**Goal**
Can you reproduce, without any change, the lines below from the one containing "spot any whitewashed" through the one containing "[294, 200, 308, 213]", including both of those lines?

Lines of box annotation data:
** START **

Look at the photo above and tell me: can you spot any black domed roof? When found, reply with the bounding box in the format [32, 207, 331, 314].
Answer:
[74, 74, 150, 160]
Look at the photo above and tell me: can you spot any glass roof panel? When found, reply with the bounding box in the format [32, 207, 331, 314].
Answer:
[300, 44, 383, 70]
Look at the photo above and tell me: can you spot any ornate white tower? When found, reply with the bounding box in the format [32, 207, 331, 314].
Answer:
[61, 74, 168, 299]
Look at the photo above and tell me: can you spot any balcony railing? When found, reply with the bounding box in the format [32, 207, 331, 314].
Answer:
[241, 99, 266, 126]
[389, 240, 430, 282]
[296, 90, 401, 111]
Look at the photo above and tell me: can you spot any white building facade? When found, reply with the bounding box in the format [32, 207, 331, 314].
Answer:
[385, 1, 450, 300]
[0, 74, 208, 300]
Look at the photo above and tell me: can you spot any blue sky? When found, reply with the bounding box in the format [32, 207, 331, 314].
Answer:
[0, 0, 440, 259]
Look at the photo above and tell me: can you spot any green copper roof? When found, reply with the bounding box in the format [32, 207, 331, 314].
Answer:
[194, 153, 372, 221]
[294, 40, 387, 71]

** END **
** START **

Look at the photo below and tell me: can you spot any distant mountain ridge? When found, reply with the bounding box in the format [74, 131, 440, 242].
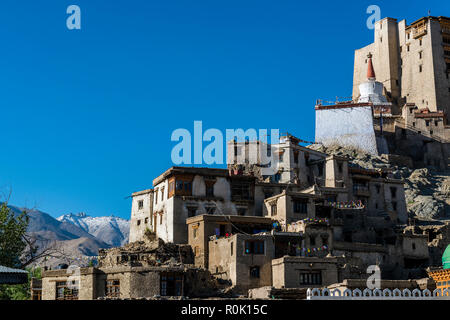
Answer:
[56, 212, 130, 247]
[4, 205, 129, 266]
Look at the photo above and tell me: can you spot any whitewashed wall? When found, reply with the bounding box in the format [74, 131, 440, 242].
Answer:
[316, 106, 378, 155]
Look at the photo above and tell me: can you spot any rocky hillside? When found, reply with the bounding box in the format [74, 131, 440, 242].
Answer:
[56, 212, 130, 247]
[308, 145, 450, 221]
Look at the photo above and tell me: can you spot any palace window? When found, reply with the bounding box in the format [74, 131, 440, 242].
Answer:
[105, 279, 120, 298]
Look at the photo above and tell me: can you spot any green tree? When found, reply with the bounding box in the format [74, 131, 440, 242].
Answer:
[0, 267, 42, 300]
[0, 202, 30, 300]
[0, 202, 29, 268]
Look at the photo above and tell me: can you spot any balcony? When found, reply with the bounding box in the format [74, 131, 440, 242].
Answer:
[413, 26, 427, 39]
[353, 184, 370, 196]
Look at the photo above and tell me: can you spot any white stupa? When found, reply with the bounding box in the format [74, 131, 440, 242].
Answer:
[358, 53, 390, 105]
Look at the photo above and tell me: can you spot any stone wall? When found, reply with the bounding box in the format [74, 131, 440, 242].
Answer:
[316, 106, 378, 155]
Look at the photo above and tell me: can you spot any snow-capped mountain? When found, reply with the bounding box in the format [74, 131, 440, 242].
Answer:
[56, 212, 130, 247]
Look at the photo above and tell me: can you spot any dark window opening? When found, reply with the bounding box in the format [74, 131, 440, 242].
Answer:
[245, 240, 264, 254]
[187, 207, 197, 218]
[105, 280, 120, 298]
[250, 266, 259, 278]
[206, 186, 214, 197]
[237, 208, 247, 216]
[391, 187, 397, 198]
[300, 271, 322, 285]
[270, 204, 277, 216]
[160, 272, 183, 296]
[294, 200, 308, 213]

** END **

**Task response**
Look at the photo above and tell me: can you spot any whitewashed wall? When found, reply with the bounding box in the format [74, 131, 440, 242].
Answer:
[316, 106, 378, 155]
Look at the photo above and tell me: can you spot any rocky hillside? When found, reply with the bounding box in the format [74, 131, 440, 242].
Answer:
[56, 212, 130, 247]
[308, 145, 450, 221]
Look at the photo above and tell me: can you spot any palace window? When found, reply with the bounding box in the format [74, 131, 440, 242].
Answer:
[105, 279, 120, 298]
Look at the photo above and tell me: can you spot any green tree? When found, reply with the bounding box in the format [74, 131, 440, 242].
Answer:
[0, 267, 42, 300]
[0, 202, 30, 300]
[0, 202, 29, 268]
Look at the photo above and tell me: can you spot any balcony? When found, reply with the bounding box in the format [74, 131, 440, 242].
Answer:
[413, 26, 427, 39]
[353, 184, 370, 196]
Look at the photo above and tell me: can you spot any white stupa? When found, reply with the bounding box in the format [74, 131, 440, 242].
Answer:
[358, 53, 390, 105]
Look at the photo above and tell me: can you spot any stone wall? When found, reply with the bounding box in the format [74, 131, 440, 242].
Answer:
[316, 106, 378, 155]
Look at the photo above and tell me: can you spot any snow-capped mountain? When found, reply with the bounding box in the format [74, 131, 440, 242].
Answer:
[56, 212, 130, 247]
Look at the photo above and tell me: can you spot any dark window opening? When found, reply with the bounding box in the format [74, 131, 440, 242].
Answer:
[245, 240, 264, 254]
[187, 207, 197, 218]
[105, 280, 120, 298]
[250, 266, 259, 278]
[206, 186, 214, 197]
[237, 208, 247, 216]
[391, 187, 397, 198]
[300, 271, 322, 285]
[270, 204, 277, 216]
[160, 272, 183, 296]
[294, 200, 308, 213]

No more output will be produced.